▶ _THE REQUEST_:
Exactly as given, write out the lines from the one containing "ceiling in this photo as pixel coordinates." through the end of the listing, with both ends included and nothing else.

◇ ◇ ◇

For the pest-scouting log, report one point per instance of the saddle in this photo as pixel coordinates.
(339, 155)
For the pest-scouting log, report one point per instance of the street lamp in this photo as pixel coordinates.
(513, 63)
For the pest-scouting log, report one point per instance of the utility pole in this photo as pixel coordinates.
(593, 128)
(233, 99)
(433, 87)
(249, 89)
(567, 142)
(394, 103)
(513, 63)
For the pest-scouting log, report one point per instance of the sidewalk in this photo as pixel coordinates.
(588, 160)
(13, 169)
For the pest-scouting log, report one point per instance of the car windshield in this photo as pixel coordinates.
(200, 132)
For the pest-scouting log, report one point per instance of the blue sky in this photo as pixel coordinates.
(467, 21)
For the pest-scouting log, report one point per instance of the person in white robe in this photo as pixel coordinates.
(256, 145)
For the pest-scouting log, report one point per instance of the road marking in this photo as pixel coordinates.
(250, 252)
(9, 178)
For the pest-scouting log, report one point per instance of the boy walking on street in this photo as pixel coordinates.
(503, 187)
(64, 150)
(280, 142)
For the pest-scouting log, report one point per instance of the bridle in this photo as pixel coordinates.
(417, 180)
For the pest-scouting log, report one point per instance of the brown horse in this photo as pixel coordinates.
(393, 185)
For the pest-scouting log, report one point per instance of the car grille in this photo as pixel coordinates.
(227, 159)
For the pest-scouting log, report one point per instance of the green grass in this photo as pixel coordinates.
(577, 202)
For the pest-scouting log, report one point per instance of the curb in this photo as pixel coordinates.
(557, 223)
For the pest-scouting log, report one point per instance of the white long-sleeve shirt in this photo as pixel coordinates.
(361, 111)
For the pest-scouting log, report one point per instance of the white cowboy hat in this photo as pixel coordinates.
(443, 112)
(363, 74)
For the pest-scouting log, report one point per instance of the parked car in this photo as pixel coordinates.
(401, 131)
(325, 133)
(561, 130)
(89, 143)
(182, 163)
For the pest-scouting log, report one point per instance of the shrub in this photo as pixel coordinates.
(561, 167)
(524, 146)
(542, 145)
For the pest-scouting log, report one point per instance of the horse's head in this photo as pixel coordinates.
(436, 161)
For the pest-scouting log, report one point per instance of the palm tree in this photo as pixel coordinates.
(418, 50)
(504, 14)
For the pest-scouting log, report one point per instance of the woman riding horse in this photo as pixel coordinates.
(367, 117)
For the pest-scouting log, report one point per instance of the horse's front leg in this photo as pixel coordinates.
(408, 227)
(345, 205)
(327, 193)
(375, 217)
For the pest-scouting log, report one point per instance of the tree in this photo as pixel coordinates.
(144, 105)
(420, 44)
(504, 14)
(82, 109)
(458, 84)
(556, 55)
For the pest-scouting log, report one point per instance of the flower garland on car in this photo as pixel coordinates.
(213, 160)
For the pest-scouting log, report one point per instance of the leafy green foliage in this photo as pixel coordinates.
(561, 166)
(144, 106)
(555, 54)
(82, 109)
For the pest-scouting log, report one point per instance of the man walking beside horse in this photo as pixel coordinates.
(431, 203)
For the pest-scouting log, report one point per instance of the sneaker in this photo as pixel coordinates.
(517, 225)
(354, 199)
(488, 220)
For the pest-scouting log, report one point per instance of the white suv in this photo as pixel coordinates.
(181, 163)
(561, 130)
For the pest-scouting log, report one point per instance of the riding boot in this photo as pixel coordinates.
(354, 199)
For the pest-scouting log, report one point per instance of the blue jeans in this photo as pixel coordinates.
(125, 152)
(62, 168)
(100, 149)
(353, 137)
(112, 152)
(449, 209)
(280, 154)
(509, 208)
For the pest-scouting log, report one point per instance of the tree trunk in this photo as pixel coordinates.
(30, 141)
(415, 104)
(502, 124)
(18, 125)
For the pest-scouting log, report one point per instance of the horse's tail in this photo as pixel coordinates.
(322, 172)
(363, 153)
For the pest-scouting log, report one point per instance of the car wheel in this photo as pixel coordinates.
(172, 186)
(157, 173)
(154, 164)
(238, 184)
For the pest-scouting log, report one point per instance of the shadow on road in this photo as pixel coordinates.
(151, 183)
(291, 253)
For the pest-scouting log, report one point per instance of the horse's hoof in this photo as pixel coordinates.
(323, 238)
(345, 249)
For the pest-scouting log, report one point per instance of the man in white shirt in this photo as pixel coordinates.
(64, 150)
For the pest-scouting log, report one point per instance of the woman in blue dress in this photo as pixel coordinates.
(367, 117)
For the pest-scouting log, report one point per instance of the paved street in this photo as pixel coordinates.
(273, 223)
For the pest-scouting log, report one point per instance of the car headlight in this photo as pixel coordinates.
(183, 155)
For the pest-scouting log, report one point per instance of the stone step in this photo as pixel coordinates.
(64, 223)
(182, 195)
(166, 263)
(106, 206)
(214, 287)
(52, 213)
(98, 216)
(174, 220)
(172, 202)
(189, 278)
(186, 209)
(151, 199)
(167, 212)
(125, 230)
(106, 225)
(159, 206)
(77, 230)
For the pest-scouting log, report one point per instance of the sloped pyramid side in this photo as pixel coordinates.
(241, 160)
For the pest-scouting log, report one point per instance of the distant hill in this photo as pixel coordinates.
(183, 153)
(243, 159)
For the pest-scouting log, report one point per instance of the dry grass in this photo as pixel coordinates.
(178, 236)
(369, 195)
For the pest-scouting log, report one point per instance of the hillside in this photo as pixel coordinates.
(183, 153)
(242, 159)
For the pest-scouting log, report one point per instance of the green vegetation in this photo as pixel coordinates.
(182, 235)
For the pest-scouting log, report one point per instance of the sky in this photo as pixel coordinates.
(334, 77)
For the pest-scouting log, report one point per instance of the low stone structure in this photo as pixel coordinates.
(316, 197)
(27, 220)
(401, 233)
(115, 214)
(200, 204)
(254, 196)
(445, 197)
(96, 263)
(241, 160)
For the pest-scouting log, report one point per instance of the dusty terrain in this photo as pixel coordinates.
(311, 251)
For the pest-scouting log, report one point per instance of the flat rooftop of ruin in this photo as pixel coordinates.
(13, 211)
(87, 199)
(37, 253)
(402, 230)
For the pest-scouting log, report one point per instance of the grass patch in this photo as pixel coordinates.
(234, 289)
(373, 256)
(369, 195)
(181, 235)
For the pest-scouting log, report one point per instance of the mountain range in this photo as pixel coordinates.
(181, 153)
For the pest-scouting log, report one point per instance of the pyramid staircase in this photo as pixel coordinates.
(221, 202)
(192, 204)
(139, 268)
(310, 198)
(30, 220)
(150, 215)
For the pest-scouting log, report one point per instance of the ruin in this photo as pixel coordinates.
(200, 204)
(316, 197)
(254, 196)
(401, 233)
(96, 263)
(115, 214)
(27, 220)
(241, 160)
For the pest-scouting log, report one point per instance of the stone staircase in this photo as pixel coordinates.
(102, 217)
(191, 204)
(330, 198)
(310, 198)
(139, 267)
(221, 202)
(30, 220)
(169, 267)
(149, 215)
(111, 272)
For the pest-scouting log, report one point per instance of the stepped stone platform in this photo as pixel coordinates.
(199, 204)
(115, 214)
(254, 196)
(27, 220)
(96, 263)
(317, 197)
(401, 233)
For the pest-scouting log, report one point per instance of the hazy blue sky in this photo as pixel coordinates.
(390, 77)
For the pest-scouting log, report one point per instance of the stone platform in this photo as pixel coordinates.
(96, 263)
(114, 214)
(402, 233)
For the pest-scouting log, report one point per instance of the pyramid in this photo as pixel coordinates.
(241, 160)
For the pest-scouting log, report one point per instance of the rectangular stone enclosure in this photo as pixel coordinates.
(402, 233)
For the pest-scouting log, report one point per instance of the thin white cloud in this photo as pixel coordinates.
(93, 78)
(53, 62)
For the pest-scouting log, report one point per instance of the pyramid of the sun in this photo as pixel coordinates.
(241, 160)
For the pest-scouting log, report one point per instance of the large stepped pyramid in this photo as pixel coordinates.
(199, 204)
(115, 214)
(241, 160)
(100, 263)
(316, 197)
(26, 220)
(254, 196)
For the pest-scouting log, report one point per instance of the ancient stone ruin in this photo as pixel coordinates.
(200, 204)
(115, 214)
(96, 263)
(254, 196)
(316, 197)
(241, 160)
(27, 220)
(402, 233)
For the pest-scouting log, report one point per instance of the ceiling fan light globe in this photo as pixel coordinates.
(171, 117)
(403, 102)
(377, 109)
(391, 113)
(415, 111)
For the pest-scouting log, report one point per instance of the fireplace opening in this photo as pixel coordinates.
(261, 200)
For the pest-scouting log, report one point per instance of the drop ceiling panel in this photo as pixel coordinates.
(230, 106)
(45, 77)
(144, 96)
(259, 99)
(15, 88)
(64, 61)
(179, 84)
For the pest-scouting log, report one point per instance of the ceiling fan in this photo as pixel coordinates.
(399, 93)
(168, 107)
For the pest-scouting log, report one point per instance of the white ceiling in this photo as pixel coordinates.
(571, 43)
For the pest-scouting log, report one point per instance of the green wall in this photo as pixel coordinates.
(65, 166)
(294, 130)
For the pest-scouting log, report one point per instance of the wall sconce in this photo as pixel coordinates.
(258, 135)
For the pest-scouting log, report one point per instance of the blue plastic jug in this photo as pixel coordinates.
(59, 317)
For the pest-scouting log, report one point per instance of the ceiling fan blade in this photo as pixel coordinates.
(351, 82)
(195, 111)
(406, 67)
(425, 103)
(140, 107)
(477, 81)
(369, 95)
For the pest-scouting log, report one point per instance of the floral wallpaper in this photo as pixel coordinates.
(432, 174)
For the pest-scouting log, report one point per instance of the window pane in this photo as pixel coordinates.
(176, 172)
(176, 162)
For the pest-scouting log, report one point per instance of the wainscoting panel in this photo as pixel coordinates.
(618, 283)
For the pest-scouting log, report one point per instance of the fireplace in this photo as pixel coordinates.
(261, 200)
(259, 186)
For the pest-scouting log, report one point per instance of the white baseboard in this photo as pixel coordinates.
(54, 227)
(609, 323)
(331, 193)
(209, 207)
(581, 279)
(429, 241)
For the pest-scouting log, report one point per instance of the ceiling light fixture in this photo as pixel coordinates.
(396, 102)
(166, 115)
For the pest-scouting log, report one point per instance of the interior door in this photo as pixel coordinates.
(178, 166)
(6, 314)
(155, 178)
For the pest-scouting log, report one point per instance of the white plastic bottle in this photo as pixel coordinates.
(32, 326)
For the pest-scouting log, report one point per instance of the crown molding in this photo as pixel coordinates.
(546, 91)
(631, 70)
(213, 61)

◇ ◇ ◇

▶ _OUTPUT OF THE TASK_:
For the pest-scouting log, report one point per instance of the white ceiling in this photo as pixel coordinates.
(571, 43)
For the pest-scouting log, report one point per instance of the green wall in this photo as pixel coordinates.
(65, 166)
(294, 130)
For the pest-scouting log, report one point per instance of the wall sconce in this photo as pixel coordinates.
(258, 135)
For the pest-scouting log, report one point per instance of the blue plastic jug in this photo as pixel coordinates.
(59, 317)
For the pest-scouting log, report one point per instance of the ceiling fan blade in this photo as pixel coordinates.
(351, 82)
(195, 111)
(406, 67)
(425, 103)
(140, 107)
(477, 81)
(369, 95)
For the pest-scouting log, report one point per instance of the floral wallpaper in this photo as pixel coordinates.
(432, 174)
For the pest-scouting log, report one point per instance of the window pane in this photo as pixel coordinates.
(176, 172)
(176, 162)
For the pest-scouting log, report one point per instance of the wainscoting panel in this photo as pixel coordinates.
(618, 283)
For the pest-scouting log, report one point per instance of the fireplace in this photo as pixel coordinates.
(261, 200)
(259, 186)
For the pest-scouting log, report one point per instance of the white baseboard in this photo as pixel coordinates.
(54, 227)
(609, 323)
(331, 193)
(209, 207)
(581, 279)
(429, 241)
For the pest-scouting log, report one point per instance of the ceiling light fixture in this photo as pixel coordinates.
(396, 102)
(166, 115)
For the pest-scouting log, report one point per instance of the interior door in this photo as pixel coordinates.
(178, 166)
(6, 314)
(155, 178)
For the pest-scouting log, report one point per instance of the white plastic bottle in this photo as pixel coordinates.
(32, 326)
For the pest-scouting log, report one point per instance of the crown molding in this photo as pixel coordinates.
(546, 91)
(631, 70)
(213, 61)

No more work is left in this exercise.